## SUPPLIED PASSAGE:
== == ==
[R] Using associate words to search text .

Sat May 27 04:18:38 CEST 2017

Hi:
I am using the package "tm" for text-mining of CMP patents.
I use findAssocs() function to find the words which associated my dictionary (technical names).
Now, I want to use these associate words to search for which documents are contain.

For example:
From the result of findAssocs(gram_dtm, dictionary_word, 0.5).

$apparatus
 apparatus polishing             glycerin          method high apparatus comprising
                0.66                 0.54                 0.54                 0.53

It shows "apparatus" is associate with "apparatus polishing", "glycerin", " method high" and "apparatus comprising".
How do I use the set of words to do the following works?
1. Search which documents have appear?
2. The words frequency in each documents ?
3. How to save these documents?

My code:¡@
#Load the text mining package(s)
library("tm")
library("wordcloud")
library(ggplot2)
== == ==
## TASK LIST:
1 > In the forum post on text mining, which function does the poster use to find words associated with the dictionary?
2 > Say whether each statement agrees with the forum post on text mining, answering yes or no and quoting the words that decide it. (a) The poster is text-mining CMP patents. (b) The findAssocs call in the example uses a limit of 0.8. (c) The poster's code loads the wordcloud package.

## COLLECTED MATERIAL:
== == ==
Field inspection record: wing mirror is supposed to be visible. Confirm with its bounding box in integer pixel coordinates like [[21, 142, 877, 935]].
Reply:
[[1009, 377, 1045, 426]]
== == ==
## SOLVED PROBLEMS:
1 > The findAssocs() function.

2 >
(a) Yes: "I am using the package "tm" for text-mining of CMP patents."
(b) No: "findAssocs(gram_dtm, dictionary_word, 0.5)"
(c) Yes: "library("wordcloud")"